--- EXERCISE PROMPT ---
Write back every line of the listing exactly, excluding images.

==== SOURCE DATA ====

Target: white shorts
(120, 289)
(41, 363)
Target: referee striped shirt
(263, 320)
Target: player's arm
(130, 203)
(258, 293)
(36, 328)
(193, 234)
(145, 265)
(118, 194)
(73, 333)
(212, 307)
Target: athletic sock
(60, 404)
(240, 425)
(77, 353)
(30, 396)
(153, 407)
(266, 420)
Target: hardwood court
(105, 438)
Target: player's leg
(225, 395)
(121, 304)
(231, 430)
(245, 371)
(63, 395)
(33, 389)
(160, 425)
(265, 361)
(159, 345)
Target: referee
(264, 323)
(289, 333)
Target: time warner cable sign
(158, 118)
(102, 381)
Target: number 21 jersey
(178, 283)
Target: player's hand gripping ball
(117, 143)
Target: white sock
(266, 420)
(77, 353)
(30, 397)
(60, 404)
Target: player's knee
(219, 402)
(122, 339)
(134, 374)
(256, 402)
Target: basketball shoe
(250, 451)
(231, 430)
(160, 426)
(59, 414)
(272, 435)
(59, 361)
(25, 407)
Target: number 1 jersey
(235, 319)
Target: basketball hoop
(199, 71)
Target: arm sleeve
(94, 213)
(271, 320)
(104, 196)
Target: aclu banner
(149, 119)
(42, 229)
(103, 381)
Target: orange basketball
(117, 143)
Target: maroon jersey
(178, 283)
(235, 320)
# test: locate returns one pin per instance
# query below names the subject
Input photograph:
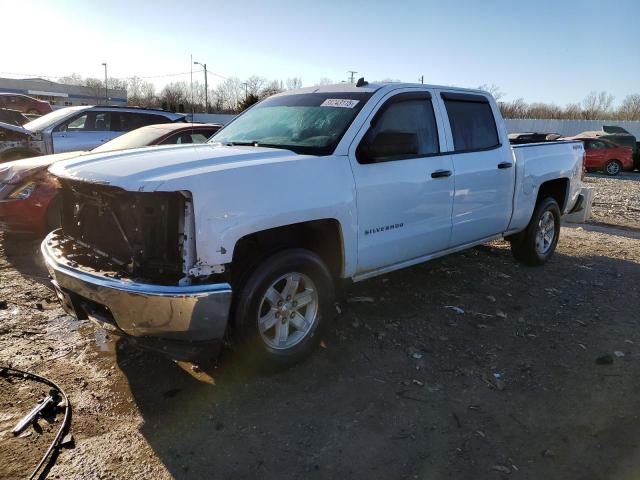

====

--- SOLUTION FOR THIS PROBLEM ---
Target: white shorts
(120, 289)
(41, 363)
Target: referee striped shirt
(263, 320)
Target: player's arm
(130, 203)
(258, 293)
(36, 328)
(193, 234)
(145, 265)
(118, 194)
(73, 333)
(212, 307)
Target: athletic sock
(60, 404)
(240, 425)
(77, 353)
(30, 396)
(153, 407)
(266, 420)
Target: hardwood court
(105, 438)
Target: player's leg
(225, 395)
(121, 304)
(231, 430)
(245, 371)
(63, 395)
(33, 389)
(160, 425)
(265, 361)
(159, 345)
Target: referee
(264, 323)
(289, 333)
Target: time warner cable sign
(158, 118)
(102, 381)
Target: number 21 jersey
(178, 283)
Target: player's hand gripping ball
(117, 143)
Target: white sock
(266, 420)
(77, 353)
(30, 397)
(60, 404)
Target: player's knee
(219, 402)
(122, 339)
(134, 374)
(256, 402)
Target: basketball shoe
(250, 451)
(231, 430)
(160, 426)
(59, 414)
(272, 435)
(59, 361)
(25, 407)
Target: number 1 jersey
(235, 319)
Target: basketball hoop
(199, 71)
Target: arm sleeve
(94, 213)
(271, 320)
(104, 196)
Target: aclu banner
(149, 119)
(42, 229)
(103, 381)
Target: orange basketball
(117, 143)
Target: maroon jersey
(178, 283)
(235, 320)
# test: locate returns one pin per instance
# query below names the subject
Input photograph:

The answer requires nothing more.